### WORK TO BE COMPLETED
Below are records; reproduce exactly the lines from the one containing "of the coffee" through the end, both included, and only those.

═══ DATA TO EXAMINE

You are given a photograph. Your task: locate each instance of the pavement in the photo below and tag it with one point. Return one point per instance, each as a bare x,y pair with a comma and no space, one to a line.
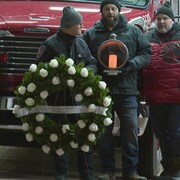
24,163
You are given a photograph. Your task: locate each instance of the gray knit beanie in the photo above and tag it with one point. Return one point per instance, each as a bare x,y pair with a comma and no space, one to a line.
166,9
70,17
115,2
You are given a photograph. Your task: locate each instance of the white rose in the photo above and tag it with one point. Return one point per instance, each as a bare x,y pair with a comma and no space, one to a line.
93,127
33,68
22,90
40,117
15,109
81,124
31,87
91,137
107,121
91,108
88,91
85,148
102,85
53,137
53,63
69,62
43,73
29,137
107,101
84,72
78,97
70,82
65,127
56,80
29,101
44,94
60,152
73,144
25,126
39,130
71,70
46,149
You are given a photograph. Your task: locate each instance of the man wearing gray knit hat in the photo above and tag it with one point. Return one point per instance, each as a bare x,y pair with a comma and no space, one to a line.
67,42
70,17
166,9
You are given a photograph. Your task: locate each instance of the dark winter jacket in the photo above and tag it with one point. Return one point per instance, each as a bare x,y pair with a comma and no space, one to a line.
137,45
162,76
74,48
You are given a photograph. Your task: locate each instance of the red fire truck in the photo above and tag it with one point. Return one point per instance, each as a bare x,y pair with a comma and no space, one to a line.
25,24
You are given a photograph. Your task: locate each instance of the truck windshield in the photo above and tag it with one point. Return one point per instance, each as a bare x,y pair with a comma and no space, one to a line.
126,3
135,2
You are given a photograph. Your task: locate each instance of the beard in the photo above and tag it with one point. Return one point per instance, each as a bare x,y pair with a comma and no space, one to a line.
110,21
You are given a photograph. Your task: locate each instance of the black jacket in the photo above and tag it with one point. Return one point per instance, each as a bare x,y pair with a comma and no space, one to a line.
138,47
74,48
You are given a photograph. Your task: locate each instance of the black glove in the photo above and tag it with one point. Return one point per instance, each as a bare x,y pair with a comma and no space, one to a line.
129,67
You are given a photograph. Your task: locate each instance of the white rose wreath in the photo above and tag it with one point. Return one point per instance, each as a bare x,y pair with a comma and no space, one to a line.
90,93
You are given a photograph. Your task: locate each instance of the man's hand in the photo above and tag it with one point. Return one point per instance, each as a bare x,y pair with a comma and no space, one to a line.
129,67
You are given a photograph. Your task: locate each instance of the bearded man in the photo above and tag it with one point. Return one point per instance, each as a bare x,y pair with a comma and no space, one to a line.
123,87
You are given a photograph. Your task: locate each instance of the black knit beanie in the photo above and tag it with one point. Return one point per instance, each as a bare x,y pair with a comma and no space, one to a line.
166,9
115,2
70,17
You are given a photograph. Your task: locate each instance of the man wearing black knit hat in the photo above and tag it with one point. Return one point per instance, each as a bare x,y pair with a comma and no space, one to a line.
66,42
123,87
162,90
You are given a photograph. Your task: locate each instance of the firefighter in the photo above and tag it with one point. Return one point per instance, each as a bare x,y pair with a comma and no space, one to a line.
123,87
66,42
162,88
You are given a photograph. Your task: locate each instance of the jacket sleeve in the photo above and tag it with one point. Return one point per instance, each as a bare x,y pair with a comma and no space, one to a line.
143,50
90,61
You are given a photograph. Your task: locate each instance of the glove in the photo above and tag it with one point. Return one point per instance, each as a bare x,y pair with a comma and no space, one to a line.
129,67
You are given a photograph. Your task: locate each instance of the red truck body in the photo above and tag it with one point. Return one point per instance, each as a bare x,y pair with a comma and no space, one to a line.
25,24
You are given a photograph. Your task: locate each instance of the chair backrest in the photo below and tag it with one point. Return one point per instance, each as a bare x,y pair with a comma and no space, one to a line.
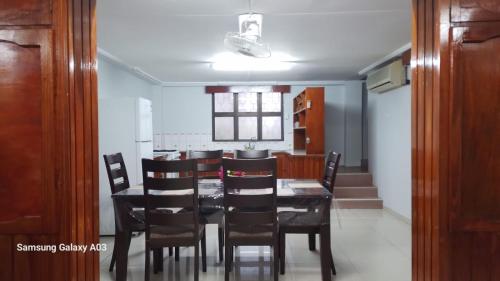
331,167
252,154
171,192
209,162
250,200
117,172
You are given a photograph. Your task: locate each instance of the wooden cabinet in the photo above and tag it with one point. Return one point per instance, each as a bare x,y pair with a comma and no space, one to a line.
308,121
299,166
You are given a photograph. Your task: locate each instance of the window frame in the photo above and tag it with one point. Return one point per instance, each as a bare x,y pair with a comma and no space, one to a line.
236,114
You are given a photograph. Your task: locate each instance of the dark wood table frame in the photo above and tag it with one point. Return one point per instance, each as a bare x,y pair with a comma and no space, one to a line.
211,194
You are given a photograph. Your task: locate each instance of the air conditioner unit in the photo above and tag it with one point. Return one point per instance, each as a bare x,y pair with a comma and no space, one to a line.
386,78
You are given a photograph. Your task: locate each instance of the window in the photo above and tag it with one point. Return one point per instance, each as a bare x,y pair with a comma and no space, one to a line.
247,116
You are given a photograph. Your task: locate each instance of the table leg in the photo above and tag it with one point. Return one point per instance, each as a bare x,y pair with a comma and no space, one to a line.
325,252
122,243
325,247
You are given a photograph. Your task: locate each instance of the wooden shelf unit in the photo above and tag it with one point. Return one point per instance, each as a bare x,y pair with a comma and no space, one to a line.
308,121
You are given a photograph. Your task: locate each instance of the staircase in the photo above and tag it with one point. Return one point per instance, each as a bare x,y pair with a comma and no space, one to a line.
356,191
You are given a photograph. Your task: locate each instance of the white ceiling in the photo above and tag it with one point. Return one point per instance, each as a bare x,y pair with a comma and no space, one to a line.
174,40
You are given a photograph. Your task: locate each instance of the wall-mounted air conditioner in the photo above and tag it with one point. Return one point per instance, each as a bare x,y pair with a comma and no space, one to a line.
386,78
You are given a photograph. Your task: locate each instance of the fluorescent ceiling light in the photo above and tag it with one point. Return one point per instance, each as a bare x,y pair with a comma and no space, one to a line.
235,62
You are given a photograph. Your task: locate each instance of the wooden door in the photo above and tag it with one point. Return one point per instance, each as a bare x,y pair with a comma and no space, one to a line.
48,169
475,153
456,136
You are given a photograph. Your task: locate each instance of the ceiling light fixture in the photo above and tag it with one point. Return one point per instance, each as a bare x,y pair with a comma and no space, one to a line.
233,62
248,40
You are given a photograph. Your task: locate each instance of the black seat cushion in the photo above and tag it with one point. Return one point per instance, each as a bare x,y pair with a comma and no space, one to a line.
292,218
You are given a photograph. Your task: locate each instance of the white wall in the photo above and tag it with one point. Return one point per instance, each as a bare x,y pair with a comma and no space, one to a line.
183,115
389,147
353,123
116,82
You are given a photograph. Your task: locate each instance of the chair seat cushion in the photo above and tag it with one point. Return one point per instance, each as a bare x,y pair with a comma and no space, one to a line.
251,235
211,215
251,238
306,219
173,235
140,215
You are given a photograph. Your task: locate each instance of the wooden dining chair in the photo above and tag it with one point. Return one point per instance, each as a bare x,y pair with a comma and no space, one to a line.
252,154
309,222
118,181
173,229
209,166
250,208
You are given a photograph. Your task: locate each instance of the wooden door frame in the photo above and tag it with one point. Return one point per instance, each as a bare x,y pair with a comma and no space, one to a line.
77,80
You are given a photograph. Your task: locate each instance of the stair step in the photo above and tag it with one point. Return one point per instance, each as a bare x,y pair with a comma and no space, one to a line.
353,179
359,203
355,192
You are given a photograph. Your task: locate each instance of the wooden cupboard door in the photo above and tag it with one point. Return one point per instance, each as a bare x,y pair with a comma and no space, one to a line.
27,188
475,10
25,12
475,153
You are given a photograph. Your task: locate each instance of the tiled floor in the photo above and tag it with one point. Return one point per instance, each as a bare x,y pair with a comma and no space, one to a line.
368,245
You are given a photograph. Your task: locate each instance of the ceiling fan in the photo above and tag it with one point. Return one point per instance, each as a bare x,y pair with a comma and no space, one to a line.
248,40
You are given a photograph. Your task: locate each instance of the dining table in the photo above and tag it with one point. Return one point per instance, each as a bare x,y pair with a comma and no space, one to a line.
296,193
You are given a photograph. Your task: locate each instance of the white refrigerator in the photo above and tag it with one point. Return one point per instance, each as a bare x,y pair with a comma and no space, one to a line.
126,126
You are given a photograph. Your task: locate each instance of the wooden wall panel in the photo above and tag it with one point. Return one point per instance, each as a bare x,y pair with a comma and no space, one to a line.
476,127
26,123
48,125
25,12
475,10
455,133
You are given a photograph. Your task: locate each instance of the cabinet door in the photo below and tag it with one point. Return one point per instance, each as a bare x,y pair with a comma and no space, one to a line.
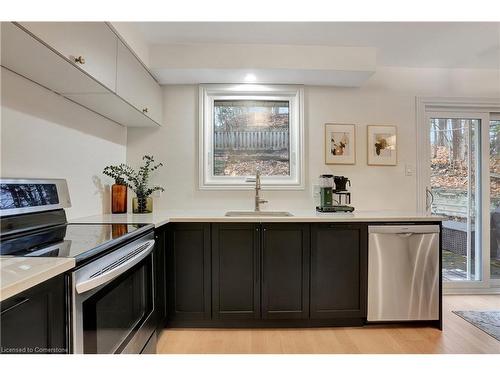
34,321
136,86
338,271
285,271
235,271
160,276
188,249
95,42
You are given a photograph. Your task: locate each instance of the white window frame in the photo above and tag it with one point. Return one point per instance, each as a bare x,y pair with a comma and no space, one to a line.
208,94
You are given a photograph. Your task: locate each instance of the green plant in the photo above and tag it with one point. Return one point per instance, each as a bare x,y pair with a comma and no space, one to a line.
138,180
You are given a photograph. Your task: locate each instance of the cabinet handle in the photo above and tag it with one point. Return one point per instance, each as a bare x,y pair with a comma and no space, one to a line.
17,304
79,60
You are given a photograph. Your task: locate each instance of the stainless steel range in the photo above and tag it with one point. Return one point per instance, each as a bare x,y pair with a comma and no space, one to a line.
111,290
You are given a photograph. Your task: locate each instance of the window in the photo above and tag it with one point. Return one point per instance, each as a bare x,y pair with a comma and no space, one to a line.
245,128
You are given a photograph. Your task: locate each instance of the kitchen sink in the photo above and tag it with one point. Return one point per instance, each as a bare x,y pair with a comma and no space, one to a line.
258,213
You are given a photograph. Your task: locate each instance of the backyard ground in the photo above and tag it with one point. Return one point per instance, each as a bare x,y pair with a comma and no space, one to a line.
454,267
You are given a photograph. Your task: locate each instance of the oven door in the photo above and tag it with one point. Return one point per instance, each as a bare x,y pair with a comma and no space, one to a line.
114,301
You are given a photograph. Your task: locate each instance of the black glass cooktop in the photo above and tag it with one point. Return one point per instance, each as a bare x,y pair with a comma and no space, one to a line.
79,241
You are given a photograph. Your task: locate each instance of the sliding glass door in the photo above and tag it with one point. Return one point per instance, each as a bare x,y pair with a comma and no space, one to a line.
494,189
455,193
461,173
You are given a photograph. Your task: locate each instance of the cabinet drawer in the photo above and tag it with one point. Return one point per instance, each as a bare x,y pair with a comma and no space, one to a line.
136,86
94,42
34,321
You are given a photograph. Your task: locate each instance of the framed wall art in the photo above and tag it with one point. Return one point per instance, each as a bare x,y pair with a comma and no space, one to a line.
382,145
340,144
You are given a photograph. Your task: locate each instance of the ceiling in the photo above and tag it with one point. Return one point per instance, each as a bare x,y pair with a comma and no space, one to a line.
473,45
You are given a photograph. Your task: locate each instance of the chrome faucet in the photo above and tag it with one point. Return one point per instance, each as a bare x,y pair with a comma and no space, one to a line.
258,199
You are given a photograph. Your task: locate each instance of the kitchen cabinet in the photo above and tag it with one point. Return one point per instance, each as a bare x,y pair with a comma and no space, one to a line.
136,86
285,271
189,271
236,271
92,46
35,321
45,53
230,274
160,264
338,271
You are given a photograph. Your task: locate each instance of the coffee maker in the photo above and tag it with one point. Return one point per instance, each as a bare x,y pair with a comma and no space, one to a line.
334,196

══════

### WORKED SOLUTION
You are given a photograph. Your task: locate each instance of the coffee maker in the photo above and tag it with one point. Return one point per instance, each as a bare x,y pair with a comma and no space, one to a line.
334,196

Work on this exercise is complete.